I can do you one better. I think that the people who are good at learning math don't necessarily overlap much with the people who are good at using math.
More broadly, I think the big issue here is the reality of the 80/20 principle, where 80% of the alignment value is created by 20% of the alignment researchers. However, recent events have revealed that what we actually need is lots of minds pointed at random directions, and some of them will randomly get lucky and end up pointed in the right place at the right time. Some people will still have larger search spaces than others, but it's still vastly more egalitarian than what anyone expected ~4 years ago.
The problem with the 80/20 model is that it pushes a person (even those in the top 20%) towards the assumption that they, themself, are several times more likely to be in the bottom 80% than not. It also makes them think that any given person they meet are several times more likely to be in the bottom 80% than not, and this means that a person making just one big mistake will make the evaluator feel like the person they're talking to is in the bottom 30%. Heuristics like that conserve cognitive resources/energy, and they're still very traditional for networking and hiring.
However, recent events have revealed that what we actually need is lots of minds pointed at random directions, and some of them will randomly get lucky and end up pointed in the right place at the right time. Some people will still have larger search spaces than others, but it's still vastly more egalitarian than what anyone expected ~4 years ago.
What events?
The idea that we need many different people to "poke at the alignment problem in random directions" implicitly presupposes that alignment (technical, at least) is a sort of mathematical problem that could be "solved" with one theory of intelligence and rationality, which, in principle, someone could develop within a small group or even single-handedly, as Einstein developed general relativity.

REQUIRED WORK:
A. Decide whether each statement agrees with the forum thread on alignment research, answering yes or no and quoting the thread's deciding words: (i) The thread attributes 80% of the alignment value to 20% of the alignment researchers. (ii) The thread holds that people good at learning math largely overlap with people good at using math. (iii) The thread cites Einstein's development of special relativity as its example of single-handed work.
B. According to the forum thread on alignment research, what do heuristics like the 80/20 model conserve?
C. Write the next passage of the forum thread on alignment research, picking up after its final sentence.
The data that accompany this page are unrelated to the forum thread on alignment research.

ROWS:
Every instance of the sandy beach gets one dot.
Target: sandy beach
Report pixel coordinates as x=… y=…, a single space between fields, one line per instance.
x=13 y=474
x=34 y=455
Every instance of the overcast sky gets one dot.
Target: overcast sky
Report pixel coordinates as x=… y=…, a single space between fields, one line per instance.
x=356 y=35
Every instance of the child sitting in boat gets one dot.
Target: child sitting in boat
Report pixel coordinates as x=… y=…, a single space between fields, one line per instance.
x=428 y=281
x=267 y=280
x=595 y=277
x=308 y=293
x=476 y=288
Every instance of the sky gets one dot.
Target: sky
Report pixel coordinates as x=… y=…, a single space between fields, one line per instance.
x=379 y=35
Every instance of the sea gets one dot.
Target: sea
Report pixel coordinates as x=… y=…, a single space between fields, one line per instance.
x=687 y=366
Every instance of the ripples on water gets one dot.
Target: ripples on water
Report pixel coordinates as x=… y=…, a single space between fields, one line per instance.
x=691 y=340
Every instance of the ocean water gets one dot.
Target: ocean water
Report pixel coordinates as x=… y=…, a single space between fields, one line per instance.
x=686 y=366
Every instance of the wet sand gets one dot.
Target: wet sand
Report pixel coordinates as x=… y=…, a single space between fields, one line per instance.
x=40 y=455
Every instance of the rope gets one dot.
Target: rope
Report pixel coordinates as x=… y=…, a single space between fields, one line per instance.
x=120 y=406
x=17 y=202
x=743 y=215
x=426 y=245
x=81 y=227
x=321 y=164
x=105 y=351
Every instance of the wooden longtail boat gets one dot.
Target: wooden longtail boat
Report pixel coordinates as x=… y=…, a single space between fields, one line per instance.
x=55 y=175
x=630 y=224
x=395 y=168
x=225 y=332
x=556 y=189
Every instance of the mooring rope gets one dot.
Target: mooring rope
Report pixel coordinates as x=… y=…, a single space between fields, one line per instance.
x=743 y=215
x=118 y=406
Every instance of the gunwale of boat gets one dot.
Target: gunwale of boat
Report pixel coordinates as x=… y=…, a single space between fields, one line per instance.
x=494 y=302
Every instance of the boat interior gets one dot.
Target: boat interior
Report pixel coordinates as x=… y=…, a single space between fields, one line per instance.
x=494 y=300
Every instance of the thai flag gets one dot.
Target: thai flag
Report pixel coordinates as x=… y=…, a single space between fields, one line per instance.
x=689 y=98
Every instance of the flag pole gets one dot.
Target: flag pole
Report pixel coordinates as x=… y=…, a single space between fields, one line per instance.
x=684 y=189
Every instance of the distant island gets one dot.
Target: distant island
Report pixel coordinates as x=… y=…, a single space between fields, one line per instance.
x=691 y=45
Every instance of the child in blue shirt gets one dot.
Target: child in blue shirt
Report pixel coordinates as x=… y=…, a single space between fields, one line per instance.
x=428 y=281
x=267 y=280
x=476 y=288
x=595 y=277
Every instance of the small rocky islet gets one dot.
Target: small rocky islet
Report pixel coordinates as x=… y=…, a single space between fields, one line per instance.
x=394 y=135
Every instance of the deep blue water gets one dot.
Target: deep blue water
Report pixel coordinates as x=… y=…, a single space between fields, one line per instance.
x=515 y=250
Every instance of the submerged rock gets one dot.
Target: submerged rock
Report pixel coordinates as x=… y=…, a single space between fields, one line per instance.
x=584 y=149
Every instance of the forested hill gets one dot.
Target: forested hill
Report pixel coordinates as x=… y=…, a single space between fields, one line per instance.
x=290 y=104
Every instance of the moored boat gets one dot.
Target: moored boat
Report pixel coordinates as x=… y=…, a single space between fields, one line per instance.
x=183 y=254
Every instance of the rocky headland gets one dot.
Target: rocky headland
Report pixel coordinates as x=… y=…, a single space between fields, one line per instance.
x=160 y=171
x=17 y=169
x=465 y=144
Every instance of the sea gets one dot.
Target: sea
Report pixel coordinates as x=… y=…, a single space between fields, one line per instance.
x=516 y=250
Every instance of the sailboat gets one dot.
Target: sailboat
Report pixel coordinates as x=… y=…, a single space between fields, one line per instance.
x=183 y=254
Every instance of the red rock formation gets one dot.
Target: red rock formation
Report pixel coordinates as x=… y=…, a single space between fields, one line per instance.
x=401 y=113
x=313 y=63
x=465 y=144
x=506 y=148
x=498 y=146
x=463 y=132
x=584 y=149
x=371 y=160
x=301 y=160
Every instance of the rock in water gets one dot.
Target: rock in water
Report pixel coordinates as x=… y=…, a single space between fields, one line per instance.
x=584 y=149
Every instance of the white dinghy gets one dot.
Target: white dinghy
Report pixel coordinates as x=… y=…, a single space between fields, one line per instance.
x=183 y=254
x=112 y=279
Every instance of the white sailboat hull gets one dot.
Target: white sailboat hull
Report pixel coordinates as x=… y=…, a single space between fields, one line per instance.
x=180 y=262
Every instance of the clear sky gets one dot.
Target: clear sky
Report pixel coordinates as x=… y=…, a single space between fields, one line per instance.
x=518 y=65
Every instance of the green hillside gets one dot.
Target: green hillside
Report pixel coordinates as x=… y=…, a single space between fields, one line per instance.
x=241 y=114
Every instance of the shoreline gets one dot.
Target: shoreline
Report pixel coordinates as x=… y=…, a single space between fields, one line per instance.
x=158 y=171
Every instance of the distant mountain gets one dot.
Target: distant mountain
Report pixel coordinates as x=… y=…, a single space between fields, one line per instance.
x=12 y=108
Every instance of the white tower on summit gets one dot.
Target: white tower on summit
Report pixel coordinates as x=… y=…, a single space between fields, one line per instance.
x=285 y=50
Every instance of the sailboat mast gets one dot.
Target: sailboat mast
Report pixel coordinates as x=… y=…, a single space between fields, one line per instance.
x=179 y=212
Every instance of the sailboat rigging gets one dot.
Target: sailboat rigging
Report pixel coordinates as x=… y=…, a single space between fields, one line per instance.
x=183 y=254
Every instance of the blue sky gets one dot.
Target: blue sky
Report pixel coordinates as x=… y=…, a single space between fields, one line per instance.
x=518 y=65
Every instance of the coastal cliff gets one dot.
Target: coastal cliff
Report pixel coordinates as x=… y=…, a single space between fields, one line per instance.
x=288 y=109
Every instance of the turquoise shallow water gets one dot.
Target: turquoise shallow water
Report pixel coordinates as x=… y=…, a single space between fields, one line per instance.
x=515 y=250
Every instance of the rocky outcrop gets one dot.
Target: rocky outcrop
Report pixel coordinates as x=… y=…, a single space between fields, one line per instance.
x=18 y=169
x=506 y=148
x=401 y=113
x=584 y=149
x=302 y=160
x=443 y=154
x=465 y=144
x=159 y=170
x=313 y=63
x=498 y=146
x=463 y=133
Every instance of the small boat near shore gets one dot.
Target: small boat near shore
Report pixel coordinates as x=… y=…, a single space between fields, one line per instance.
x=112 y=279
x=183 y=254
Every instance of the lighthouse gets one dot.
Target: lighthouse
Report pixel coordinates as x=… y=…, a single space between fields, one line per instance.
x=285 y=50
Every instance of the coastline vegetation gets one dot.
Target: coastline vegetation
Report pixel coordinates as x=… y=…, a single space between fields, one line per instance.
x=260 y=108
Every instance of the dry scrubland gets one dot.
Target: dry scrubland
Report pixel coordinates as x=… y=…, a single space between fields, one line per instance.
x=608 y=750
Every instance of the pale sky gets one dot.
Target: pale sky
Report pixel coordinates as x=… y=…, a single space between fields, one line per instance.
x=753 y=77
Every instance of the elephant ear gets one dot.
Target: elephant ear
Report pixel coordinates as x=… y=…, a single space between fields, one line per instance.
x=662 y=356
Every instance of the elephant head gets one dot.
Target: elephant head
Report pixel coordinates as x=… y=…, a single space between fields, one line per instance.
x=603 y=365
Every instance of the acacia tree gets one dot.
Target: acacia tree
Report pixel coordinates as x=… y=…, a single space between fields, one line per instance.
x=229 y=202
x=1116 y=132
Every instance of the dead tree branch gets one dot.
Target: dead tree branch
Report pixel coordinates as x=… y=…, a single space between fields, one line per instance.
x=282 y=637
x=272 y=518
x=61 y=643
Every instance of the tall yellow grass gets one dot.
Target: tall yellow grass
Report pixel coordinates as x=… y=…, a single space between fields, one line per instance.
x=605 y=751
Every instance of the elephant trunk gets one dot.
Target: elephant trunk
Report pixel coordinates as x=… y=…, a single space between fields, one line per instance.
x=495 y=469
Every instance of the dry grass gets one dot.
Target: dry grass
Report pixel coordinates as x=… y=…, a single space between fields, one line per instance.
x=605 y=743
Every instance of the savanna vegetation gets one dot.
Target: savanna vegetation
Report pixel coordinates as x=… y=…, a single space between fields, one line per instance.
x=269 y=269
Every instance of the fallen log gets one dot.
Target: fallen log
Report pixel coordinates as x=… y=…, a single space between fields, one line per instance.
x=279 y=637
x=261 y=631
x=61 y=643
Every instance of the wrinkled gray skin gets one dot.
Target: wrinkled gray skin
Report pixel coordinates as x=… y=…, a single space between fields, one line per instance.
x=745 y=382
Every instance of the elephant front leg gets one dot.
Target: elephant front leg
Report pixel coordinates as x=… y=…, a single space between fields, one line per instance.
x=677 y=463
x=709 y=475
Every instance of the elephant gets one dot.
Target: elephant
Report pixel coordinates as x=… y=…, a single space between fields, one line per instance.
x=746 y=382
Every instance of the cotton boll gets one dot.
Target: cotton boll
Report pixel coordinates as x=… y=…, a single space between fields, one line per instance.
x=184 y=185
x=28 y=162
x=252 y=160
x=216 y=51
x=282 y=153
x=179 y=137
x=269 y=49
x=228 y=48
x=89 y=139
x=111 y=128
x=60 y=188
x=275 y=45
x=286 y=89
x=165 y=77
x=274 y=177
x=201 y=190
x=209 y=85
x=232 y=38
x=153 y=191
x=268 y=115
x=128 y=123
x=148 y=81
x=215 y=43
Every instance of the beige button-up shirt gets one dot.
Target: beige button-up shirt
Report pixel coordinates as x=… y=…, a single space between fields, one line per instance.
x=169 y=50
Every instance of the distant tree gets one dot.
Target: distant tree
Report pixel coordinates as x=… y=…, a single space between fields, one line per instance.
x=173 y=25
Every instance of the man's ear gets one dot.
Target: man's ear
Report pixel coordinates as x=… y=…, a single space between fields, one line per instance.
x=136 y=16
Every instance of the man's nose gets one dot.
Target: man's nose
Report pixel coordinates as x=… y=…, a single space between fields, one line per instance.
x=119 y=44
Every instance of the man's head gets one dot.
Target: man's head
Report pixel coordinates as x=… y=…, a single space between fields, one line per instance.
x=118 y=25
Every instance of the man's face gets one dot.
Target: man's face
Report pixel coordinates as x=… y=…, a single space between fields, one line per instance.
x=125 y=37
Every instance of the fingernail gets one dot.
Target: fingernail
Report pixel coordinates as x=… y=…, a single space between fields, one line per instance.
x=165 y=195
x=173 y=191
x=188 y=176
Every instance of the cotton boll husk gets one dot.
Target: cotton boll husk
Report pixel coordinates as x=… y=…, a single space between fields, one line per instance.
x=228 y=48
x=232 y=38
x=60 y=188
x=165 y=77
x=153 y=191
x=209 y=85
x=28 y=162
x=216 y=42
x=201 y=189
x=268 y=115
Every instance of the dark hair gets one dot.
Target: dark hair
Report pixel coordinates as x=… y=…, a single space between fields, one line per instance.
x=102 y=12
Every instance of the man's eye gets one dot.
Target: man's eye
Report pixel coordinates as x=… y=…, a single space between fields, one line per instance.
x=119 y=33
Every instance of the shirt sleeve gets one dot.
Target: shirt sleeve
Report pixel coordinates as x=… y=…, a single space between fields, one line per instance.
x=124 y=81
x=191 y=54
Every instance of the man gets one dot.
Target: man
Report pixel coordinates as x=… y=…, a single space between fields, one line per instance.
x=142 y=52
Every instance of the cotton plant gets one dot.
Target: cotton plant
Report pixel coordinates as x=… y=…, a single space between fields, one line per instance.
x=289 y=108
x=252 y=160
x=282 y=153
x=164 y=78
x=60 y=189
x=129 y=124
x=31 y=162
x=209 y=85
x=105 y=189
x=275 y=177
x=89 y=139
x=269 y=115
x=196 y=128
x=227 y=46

TASK-BY-TASK ANSWERS:
A.
(i) Yes: "80% of the alignment value is created by 20% of the alignment researchers"
(ii) No: "don't necessarily overlap much with the people who are good at using math"
(iii) No: "as Einstein developed general relativity"

B. They conserve cognitive resources/energy.

C.
I think this assumption is wrong.
Just one example: to really understand the characteristics and predict the implications of actual alignment proposals, like Open Agency Architecture, with any degree of confidence, requires integrating the perspectives of cognitive science (including epistemology, rationality, and ethics), social and political science, legal theory, theories of collective intelligence/cognition, game theory, mechanism design, network theory, dynamical systems theory, theories of evolution and development, distributed systems and control theories, computer science, machine learning, physics, and more.
This cannot possibly be pulled off by a sole researcher or even a small group. Alignment research should, therefore, be very collaborative and multi-disciplinary, rather than isolated researchers, developing "their own" theory of cognitive science.
"This cannot possibly be pulled off by a sole researcher or even a small group."
Maybe you're right about this. Or maybe you're not. When tackling a difficult problem with no clear idea how to find a solution, it's not a good idea to narrow the search space for no compelling reason.
The idea that alignment research constitutes some kind of "search for a solution" within the discipline of cognitive science is wrong.
Let's stick with the Open Agency Architecture (OAA), not because I particularly endorse it (I have nothing to say about it actually), but because it suits my purposes.
We need to predict the characteristics that civilisational intelligence architectures like OAA will have, characteristics such as robustness of alignment with humans, robustness/resilience in a more general sense (for example, in the face of external shocks, such as a supernova explosion close to the Solar system), scalability beyond Earth (and, perhaps, the Solar system), the flexibility of values (i. e., the characteristic opposite of value lock-in, Riedel (2021)
), the presence and the characteristics of global consciousness, and, perhaps, some other ethical desiderata. And we need to do this not just for OAA, but for many different proposed architectures.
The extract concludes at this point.